▶ **Job**
Repeat, character for character, the lines of the listing below, from the line containing "Category: overcast sky" up to and including the line containing "pixel 56 38".

─── Data extract ───

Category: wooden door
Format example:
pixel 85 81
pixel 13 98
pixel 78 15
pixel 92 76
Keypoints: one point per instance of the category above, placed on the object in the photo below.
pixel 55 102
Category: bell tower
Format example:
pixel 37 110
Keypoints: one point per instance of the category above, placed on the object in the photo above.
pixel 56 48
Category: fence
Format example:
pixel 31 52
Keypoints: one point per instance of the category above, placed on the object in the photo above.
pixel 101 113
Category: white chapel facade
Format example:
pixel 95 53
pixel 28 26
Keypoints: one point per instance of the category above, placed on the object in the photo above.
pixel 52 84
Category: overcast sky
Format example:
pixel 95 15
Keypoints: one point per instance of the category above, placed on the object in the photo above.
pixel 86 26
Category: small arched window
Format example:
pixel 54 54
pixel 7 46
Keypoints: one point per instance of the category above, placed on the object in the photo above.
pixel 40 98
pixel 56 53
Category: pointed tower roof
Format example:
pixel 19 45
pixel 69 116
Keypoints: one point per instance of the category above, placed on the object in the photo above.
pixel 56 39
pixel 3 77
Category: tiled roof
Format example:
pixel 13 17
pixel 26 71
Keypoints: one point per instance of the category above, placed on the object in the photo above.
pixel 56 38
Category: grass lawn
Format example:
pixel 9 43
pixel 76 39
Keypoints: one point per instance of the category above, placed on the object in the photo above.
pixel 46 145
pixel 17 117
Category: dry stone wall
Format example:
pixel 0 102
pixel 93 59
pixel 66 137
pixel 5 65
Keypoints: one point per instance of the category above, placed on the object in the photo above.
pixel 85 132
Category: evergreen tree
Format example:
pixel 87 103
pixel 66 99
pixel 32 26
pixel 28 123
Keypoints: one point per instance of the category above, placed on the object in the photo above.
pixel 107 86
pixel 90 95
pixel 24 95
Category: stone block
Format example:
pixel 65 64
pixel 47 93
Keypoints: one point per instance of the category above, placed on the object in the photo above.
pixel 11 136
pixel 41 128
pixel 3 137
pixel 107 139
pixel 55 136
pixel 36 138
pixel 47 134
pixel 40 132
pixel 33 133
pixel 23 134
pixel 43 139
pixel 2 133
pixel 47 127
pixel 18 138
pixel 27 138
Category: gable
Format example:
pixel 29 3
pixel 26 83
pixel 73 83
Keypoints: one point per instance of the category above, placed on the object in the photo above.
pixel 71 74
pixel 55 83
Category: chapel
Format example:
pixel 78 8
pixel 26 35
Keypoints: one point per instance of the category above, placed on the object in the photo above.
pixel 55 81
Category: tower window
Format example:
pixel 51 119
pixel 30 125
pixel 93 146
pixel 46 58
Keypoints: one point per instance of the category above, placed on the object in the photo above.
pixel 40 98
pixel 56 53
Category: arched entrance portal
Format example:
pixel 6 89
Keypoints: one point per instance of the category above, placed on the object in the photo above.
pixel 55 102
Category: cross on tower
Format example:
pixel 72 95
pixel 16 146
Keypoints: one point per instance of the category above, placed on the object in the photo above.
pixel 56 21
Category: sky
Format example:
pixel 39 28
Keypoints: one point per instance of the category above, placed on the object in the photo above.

───

▶ **Reply to the exercise**
Category: overcast sky
Format example:
pixel 95 15
Keypoints: one point per instance of the category above, placed on the object in the photo above.
pixel 86 26
Category: small arched window
Format example:
pixel 54 54
pixel 7 46
Keypoints: one point per instance of the category above, placed on the object in the photo above.
pixel 40 98
pixel 56 53
Category: pointed tower roof
Format example:
pixel 19 45
pixel 69 116
Keypoints: one point per instance of the category above, placed on the object in the photo above.
pixel 56 39
pixel 3 77
Category: tiled roof
Format example:
pixel 13 17
pixel 26 71
Keypoints: one point per instance of the category above, placed on the object in the photo above.
pixel 56 38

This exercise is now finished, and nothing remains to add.